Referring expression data

-- -- --

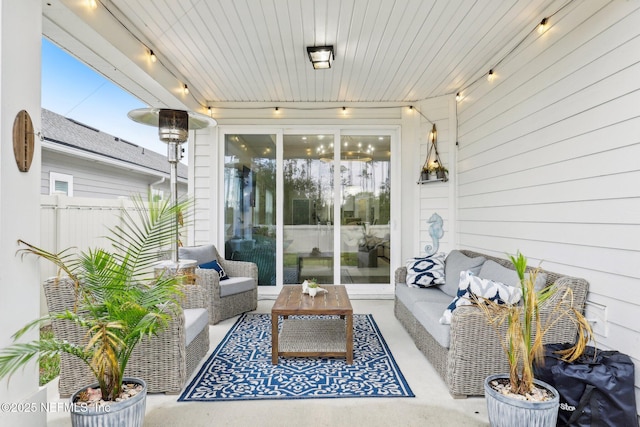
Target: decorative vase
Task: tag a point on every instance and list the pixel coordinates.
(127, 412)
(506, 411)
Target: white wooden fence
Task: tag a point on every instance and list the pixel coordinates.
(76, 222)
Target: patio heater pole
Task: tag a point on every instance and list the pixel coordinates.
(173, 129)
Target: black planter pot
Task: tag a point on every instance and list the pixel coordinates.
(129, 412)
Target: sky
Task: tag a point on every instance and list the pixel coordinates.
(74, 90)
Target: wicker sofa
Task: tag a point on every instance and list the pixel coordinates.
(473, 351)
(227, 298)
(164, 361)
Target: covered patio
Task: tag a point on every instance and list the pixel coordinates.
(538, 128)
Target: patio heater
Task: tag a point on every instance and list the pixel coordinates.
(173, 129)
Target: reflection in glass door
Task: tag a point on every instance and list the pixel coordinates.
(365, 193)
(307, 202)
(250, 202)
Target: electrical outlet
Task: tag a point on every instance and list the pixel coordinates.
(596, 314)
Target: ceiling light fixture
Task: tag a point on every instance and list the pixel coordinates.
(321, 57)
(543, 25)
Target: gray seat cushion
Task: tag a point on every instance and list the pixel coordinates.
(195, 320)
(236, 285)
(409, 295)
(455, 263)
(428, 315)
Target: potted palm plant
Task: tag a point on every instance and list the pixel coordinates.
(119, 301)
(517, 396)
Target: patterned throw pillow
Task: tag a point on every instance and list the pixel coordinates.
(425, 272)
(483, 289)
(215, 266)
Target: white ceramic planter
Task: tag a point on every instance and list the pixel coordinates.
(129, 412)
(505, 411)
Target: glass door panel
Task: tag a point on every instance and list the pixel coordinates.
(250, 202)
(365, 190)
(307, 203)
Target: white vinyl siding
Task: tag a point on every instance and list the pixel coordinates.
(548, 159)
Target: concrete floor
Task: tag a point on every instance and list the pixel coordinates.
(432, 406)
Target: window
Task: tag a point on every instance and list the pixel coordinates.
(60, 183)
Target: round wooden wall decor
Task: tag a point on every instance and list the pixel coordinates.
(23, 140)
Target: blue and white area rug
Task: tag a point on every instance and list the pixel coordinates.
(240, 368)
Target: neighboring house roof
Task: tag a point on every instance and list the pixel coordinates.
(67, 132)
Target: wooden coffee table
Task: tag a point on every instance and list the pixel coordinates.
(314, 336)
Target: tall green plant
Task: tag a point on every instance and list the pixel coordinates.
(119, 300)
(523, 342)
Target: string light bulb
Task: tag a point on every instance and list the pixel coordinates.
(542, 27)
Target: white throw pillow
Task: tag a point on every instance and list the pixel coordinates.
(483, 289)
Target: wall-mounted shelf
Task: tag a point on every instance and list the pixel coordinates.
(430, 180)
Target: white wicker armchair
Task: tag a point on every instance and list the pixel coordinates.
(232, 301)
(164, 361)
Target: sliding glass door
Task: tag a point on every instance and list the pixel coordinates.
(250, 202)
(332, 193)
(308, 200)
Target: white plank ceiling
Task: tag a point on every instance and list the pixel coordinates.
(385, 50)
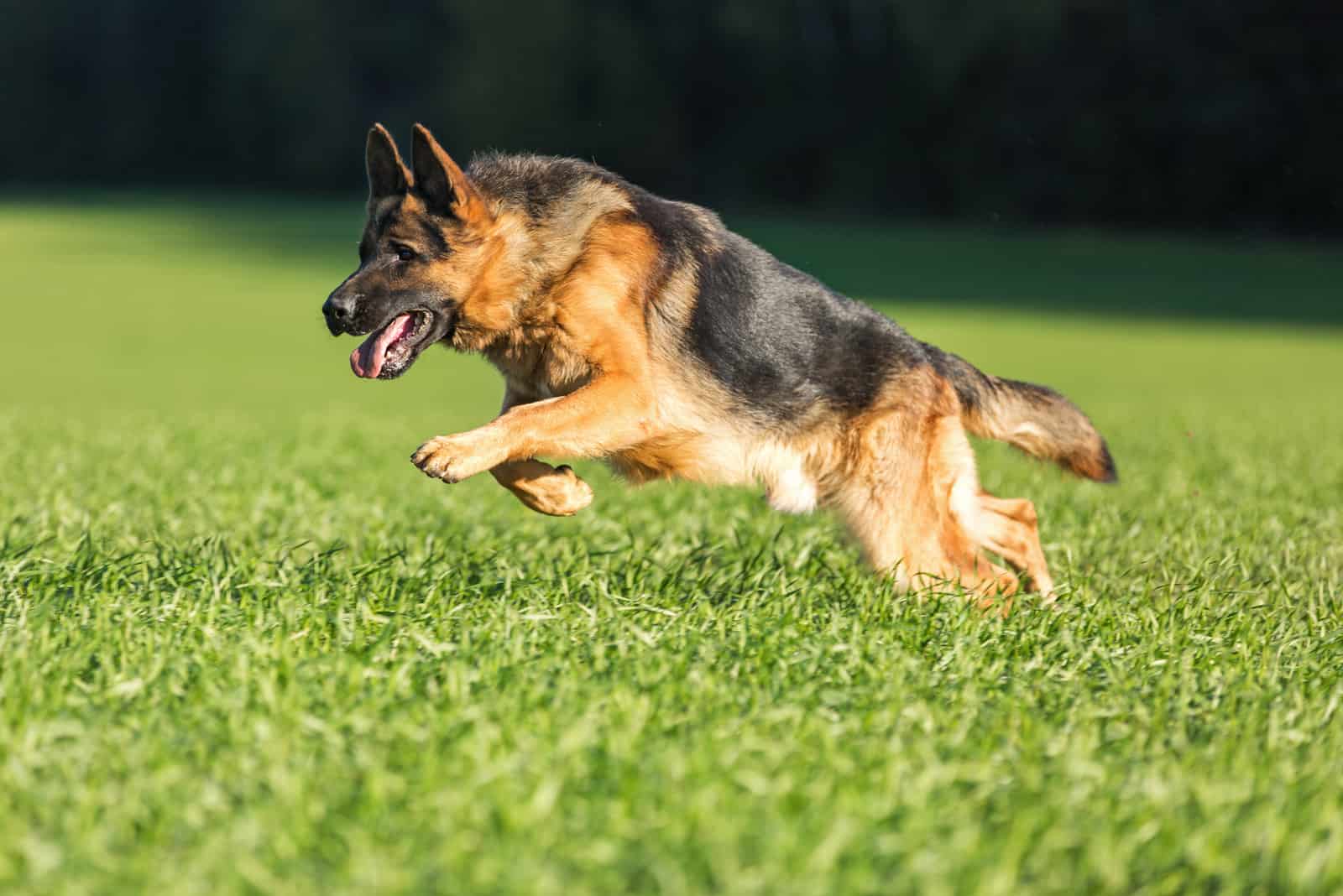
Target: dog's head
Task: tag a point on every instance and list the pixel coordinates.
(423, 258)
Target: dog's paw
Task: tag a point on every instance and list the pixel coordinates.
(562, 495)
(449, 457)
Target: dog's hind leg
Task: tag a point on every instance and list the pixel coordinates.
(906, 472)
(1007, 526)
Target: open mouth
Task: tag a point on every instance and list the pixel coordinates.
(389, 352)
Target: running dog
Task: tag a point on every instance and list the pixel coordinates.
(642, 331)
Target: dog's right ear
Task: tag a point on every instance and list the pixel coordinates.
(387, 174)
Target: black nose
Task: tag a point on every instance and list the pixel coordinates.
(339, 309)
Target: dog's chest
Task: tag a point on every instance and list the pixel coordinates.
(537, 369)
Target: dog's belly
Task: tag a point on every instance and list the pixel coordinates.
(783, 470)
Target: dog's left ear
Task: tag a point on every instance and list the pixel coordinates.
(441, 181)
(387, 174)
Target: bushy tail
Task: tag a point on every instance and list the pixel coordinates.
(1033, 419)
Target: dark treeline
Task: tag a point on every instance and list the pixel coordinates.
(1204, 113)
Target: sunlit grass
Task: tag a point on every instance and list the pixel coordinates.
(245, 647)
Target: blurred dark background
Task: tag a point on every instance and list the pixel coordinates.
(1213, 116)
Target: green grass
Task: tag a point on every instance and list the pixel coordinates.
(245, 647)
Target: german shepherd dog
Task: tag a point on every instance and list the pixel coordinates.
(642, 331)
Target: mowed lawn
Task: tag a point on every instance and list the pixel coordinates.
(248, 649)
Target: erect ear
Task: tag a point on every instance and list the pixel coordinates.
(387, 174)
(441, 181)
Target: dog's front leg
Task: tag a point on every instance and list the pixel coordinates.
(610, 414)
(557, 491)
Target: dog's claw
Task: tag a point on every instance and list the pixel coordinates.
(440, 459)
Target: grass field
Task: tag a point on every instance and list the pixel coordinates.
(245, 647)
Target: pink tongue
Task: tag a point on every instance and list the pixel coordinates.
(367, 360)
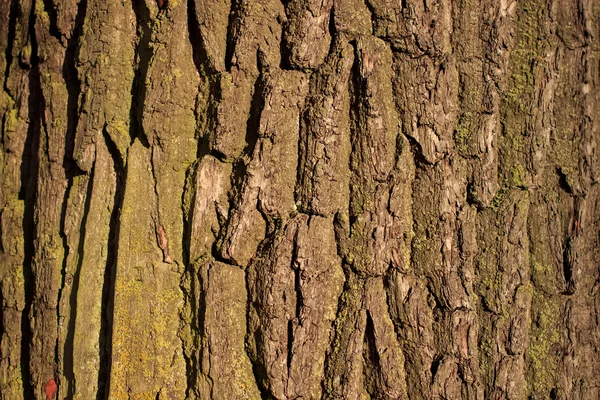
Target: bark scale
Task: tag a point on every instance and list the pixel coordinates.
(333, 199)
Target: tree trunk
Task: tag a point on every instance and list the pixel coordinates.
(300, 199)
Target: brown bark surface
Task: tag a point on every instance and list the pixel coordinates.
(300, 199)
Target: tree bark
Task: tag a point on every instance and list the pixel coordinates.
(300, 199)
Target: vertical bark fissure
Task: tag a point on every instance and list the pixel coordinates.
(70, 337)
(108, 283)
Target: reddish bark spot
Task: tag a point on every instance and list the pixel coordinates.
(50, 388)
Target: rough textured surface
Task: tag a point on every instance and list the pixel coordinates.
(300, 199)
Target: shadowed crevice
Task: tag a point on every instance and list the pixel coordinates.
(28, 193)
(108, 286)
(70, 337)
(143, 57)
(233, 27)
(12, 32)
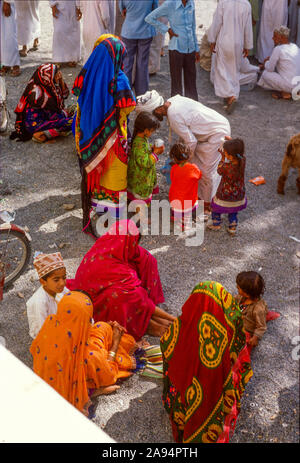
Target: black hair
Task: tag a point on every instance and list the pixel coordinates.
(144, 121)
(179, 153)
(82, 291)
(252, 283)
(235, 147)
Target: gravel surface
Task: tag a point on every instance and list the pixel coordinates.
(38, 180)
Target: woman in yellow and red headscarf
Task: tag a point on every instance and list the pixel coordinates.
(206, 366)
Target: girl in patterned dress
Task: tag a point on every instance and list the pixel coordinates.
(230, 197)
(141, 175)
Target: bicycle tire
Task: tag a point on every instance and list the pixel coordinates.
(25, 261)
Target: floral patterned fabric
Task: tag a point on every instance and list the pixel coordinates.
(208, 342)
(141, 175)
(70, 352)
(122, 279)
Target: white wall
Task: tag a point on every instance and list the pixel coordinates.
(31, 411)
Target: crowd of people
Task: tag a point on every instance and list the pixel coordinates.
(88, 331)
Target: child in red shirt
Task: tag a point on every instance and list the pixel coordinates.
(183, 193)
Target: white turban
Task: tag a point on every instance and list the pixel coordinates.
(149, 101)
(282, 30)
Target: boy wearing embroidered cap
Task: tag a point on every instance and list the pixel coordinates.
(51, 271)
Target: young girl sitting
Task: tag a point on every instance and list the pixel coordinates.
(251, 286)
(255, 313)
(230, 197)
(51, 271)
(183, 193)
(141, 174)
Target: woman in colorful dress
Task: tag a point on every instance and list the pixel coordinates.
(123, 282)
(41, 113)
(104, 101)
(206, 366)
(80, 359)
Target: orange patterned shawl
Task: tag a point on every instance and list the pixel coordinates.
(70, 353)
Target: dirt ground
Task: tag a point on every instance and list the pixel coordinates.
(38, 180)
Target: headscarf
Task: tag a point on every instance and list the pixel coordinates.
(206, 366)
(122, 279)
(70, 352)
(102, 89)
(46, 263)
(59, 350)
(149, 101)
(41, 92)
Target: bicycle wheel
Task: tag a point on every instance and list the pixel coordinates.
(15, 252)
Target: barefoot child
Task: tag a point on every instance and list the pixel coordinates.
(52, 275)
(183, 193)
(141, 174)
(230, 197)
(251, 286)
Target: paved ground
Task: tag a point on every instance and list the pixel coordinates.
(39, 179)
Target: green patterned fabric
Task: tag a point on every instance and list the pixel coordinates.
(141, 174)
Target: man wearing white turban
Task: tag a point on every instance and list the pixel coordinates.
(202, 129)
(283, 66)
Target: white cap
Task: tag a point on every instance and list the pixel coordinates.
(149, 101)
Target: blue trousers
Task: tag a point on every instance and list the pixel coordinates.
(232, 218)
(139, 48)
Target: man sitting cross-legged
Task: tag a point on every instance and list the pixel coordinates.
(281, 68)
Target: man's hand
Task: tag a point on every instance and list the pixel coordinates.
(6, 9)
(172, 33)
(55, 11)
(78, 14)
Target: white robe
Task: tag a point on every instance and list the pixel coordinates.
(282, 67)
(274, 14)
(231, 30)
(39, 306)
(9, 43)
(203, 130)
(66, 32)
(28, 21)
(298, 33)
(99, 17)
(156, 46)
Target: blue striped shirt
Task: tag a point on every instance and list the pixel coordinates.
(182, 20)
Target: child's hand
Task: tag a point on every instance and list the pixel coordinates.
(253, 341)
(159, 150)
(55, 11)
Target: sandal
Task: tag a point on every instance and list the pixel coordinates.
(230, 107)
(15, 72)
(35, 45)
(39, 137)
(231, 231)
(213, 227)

-- -- --

Task statement -> Leave out the images and write out the lines above exactly, from the one with "Target: dog's hind leg" up to and including the one with "Target: brown bark surface".

Answer box ->
Target: dog's hind leg
Task: tag a point on every instance and list the pixel coordinates.
(906, 472)
(1007, 526)
Target: open mouth
Task: tag a point on every instance and list the pixel coordinates.
(389, 352)
Target: running dog
Task: tag a point on every instance and list the pixel coordinates.
(642, 331)
Target: dog's right ear
Task: tag a point on every instance and list the pixel coordinates.
(387, 174)
Target: black nose
Task: tag a point on every instance and list the pixel coordinates.
(339, 309)
Target: dog's chest
Task: tag a point on every instance and list the pixel coordinates.
(537, 369)
Target: dog's belly
Task: tag a point on every instance and list the pixel coordinates.
(783, 470)
Target: dog's left ear
Task: tag a point on every instance and list the pixel coordinates.
(441, 181)
(387, 174)
Target: bushy tail
Task: tag a point on every instance and list the pixel coordinates.
(1033, 419)
Target: dark treeline
Task: tag a point on every instance and list the pixel coordinates.
(1204, 113)
Target: sunlit grass
Task: tag a point on every instance and list the pixel coordinates.
(245, 647)
Target: blurred dark background
Task: tag a point on every instance and list the pixel coordinates.
(1213, 116)
Target: green grass
Task: tag a point on every instance and list the pixel coordinates.
(245, 647)
Target: german shepherd dog
Task: tag a point on every instance and list the pixel coordinates.
(642, 331)
Target: mowed lawn
Task: tag a point on every instance and list the pixel coordinates.
(248, 649)
Target: erect ear
Task: tag a point on every instance and list the pixel coordinates.
(387, 174)
(441, 181)
Target: dog's front leg
Task: tag a point on every instance and list the pixel coordinates.
(610, 414)
(557, 491)
Target: dog's claw
Task: tag a point on every instance and list the pixel coordinates.
(440, 459)
Target: grass field
Task: tag a point on every instance and list the pixel coordinates.
(245, 647)
Target: pink tongue
Task: tag a point on every instance and list the pixel coordinates.
(367, 360)
Target: bark scale
Task: tag a point on every instance and list the pixel coordinates.
(333, 199)
Target: tree trunk
Task: tag a point on every instance and list the pixel coordinates.
(300, 199)
Target: brown bark surface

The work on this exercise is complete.